| ACTIVITY |
Every line with the word "snow" in it should be extracted from the data that follows.

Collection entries

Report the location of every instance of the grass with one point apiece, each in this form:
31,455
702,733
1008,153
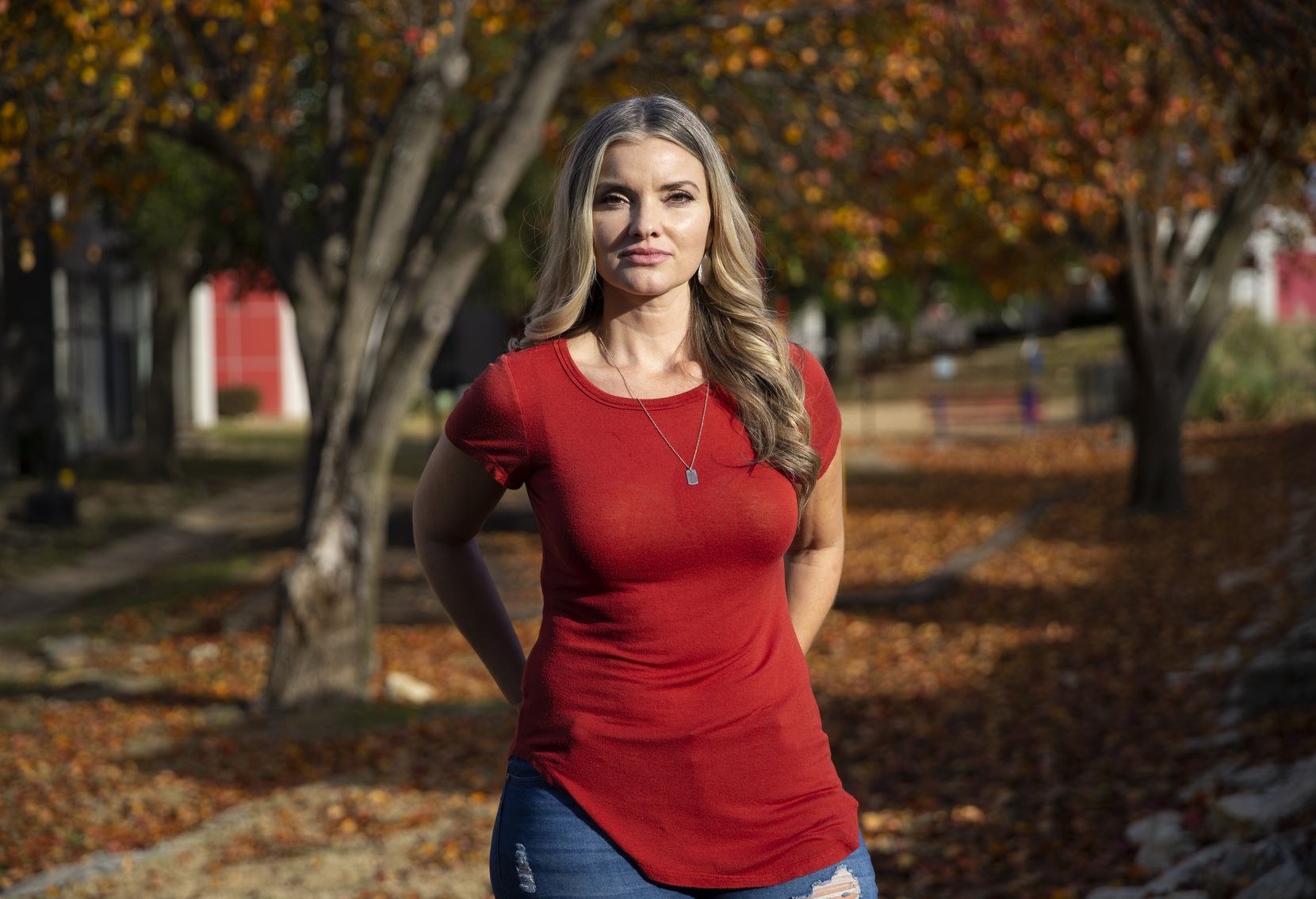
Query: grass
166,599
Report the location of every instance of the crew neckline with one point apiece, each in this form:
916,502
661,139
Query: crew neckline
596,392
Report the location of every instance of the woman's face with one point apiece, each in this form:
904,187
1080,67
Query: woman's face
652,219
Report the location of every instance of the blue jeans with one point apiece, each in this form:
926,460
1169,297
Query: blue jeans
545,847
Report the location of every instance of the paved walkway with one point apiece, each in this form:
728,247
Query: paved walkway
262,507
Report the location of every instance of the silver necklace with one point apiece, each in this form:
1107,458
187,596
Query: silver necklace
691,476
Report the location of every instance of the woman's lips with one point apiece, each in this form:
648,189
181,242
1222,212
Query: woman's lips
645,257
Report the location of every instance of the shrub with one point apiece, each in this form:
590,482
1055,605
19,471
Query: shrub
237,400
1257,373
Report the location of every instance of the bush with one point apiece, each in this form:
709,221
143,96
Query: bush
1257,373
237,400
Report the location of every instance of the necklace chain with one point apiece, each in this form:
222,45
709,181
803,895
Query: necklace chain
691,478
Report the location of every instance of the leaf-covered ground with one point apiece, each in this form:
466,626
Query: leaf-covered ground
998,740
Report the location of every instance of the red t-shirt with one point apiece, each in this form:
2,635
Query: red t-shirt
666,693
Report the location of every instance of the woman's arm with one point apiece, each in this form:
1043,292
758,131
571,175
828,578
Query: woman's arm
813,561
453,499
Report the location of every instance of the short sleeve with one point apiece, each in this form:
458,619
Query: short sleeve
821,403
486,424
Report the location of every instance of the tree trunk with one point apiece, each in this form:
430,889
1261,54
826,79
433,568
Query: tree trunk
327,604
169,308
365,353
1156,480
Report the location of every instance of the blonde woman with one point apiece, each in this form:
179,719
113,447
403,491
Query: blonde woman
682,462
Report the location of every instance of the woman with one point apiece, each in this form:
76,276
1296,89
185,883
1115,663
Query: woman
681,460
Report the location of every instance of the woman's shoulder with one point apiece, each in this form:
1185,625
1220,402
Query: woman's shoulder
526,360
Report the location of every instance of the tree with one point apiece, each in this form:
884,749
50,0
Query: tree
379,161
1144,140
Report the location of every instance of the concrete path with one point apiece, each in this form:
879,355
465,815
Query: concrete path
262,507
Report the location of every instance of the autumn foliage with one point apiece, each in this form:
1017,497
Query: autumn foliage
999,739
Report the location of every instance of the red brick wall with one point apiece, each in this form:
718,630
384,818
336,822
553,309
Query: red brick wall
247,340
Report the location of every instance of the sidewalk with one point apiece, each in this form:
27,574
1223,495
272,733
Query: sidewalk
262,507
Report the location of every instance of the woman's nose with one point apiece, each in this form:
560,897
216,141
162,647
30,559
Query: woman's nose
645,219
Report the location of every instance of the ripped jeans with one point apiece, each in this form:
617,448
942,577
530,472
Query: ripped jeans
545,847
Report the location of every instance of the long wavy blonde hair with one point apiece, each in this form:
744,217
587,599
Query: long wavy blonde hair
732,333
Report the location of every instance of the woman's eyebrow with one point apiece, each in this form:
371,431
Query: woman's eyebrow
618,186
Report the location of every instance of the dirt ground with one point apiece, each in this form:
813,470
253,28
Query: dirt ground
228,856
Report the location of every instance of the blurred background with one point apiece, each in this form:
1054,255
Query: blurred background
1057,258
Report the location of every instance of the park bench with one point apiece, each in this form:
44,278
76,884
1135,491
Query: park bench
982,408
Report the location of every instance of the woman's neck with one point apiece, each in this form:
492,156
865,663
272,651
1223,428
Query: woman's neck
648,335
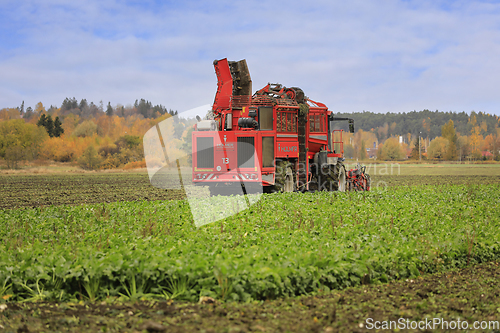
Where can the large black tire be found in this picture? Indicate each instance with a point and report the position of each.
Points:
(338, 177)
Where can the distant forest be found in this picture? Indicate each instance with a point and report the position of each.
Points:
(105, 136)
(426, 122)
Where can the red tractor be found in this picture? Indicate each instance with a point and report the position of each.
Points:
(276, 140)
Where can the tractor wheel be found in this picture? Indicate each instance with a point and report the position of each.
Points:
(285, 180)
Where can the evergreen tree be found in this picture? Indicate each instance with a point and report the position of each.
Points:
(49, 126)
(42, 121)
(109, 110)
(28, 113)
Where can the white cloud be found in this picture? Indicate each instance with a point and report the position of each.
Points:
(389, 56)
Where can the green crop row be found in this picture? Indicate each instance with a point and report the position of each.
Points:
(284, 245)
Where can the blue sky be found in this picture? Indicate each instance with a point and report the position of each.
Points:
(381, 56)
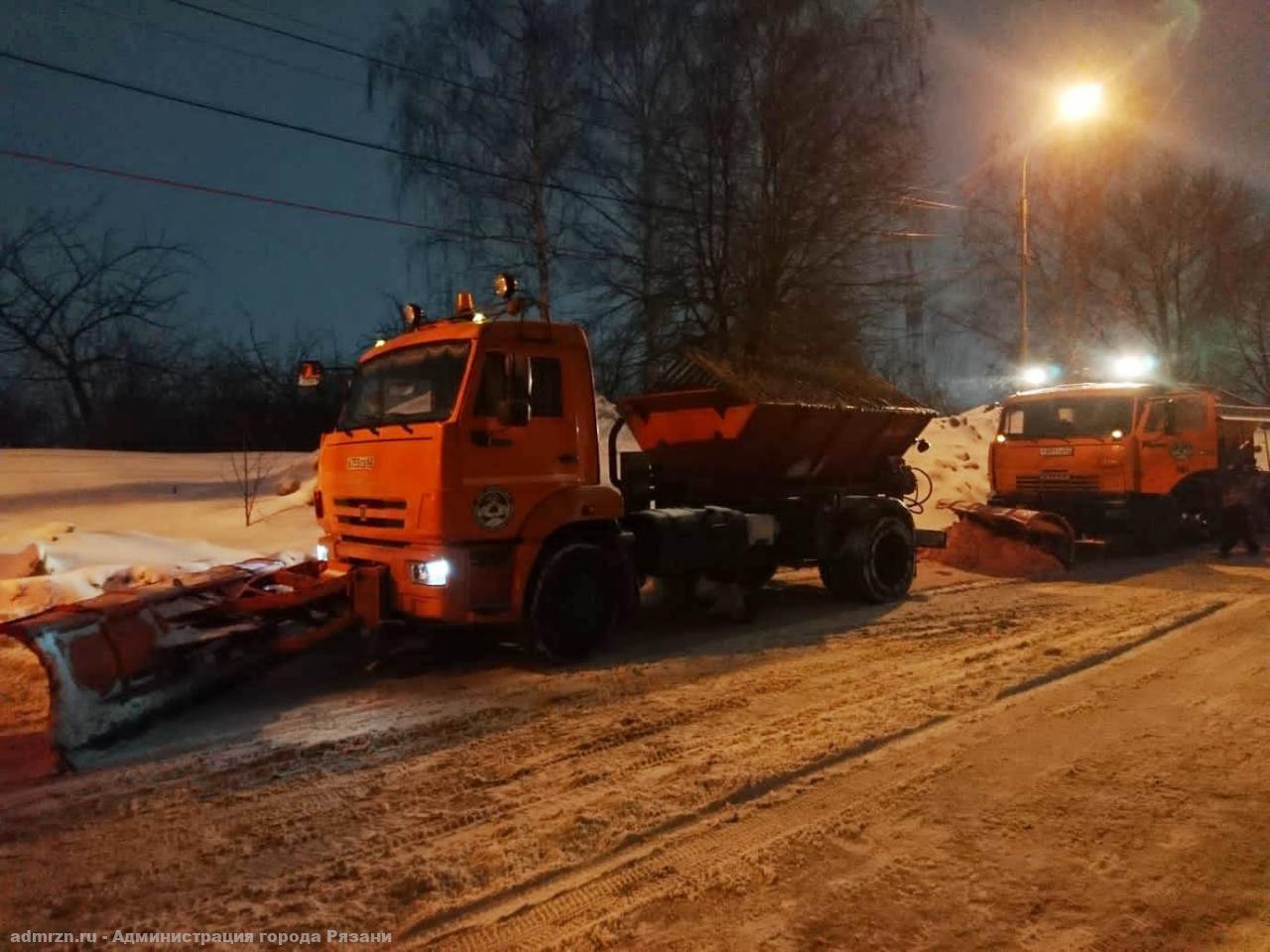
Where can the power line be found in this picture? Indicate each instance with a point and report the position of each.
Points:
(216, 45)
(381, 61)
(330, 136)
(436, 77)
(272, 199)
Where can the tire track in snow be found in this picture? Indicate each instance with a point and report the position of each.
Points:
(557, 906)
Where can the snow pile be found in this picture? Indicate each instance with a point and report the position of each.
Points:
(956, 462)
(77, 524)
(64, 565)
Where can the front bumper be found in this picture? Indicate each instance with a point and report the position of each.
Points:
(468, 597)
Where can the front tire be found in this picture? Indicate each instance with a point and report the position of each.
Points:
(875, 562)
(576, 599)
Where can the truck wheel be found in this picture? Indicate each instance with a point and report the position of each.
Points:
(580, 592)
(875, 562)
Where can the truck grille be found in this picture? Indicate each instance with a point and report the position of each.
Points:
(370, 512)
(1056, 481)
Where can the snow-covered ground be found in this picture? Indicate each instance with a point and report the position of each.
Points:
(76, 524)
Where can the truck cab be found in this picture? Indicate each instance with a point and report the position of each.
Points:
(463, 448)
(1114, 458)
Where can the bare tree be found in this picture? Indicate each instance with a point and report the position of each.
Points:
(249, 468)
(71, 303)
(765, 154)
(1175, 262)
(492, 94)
* * *
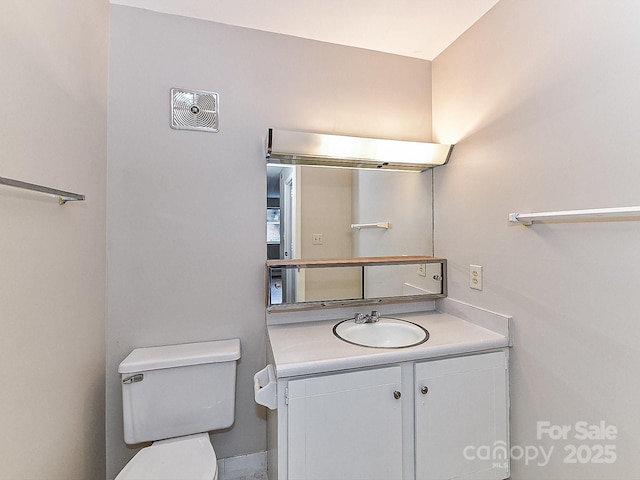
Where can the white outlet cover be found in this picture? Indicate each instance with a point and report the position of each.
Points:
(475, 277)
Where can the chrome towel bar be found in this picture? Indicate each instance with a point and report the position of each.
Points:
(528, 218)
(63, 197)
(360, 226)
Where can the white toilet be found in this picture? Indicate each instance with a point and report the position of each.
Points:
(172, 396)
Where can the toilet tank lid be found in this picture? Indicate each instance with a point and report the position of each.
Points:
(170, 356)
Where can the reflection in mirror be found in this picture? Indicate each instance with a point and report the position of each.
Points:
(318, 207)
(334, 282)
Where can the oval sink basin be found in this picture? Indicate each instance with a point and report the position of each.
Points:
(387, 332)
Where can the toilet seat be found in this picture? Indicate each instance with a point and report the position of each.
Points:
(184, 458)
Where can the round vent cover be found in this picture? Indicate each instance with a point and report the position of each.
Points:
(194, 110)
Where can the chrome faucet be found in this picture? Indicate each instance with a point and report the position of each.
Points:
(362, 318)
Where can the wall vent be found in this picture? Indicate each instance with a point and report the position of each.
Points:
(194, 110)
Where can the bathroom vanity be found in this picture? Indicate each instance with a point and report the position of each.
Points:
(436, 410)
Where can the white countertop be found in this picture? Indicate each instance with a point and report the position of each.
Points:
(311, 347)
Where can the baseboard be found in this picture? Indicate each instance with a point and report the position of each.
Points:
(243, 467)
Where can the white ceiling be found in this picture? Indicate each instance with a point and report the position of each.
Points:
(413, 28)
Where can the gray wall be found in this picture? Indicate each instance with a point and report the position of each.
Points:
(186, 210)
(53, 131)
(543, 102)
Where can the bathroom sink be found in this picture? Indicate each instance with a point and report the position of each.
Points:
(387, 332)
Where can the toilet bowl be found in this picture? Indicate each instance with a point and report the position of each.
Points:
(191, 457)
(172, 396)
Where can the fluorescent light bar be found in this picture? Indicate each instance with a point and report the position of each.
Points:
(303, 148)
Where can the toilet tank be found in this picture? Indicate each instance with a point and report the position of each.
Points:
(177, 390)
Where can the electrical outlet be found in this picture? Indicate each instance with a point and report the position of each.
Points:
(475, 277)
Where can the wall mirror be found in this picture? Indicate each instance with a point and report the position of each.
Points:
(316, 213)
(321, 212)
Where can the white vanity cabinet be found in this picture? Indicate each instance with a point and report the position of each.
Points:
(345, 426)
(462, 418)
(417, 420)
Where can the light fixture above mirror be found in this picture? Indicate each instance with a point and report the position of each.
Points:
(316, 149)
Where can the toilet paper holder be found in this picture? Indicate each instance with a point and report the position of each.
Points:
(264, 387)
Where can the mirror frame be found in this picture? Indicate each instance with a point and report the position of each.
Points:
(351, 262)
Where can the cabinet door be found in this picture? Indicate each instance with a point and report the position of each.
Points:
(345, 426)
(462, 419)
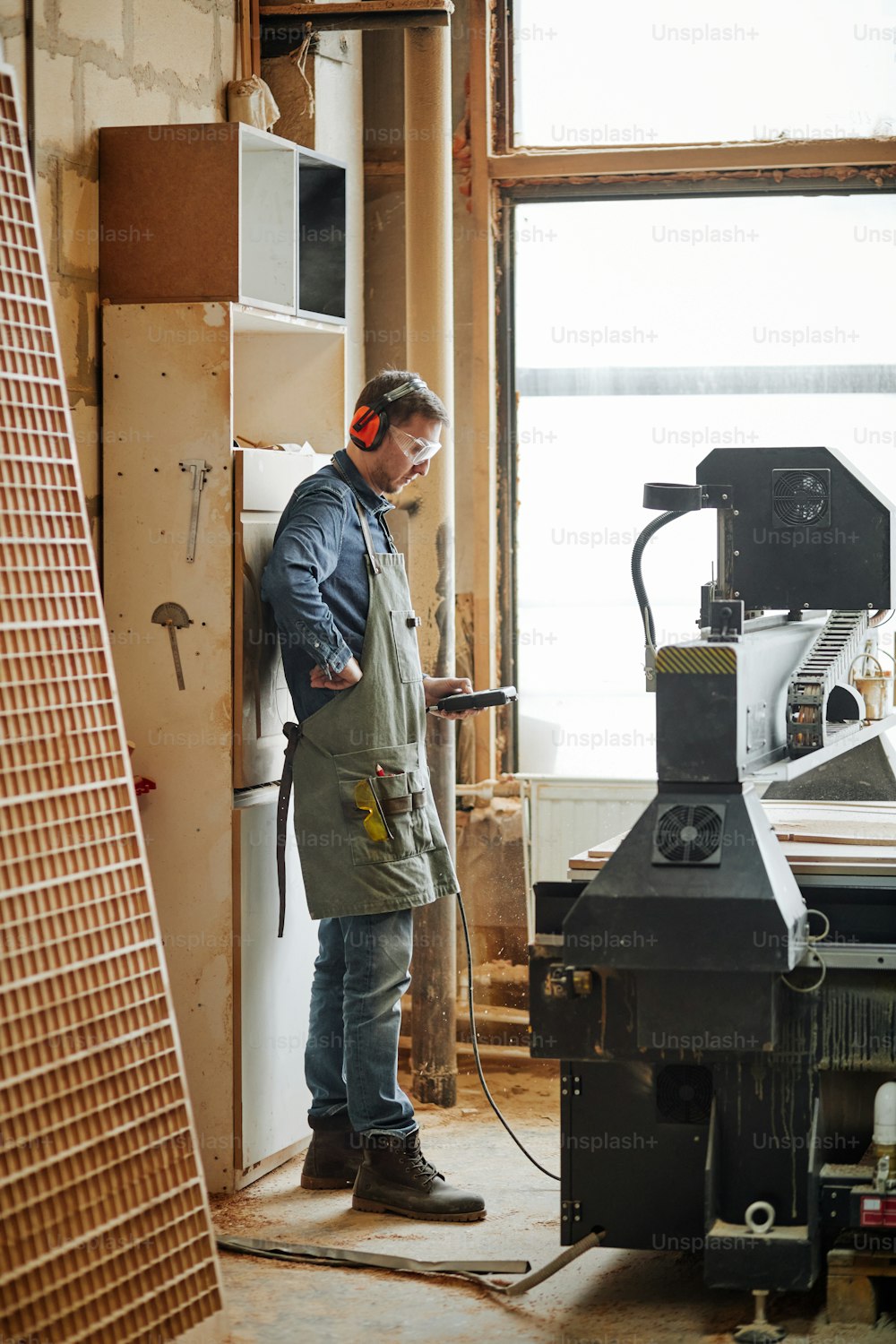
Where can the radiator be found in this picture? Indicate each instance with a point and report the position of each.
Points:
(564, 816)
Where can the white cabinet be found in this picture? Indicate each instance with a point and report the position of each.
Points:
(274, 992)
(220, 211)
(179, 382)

| EXERCISE SOLUTION |
Where can the tire track in snow be found in this picture? Indicate each instance with a point and report the position of each.
Where can the snow pile be found in this picture? Indicate each instance with a point and report the position of each.
Where can the snow-covered ground be found in this picture? Indicate each instance with a point and report the position of each.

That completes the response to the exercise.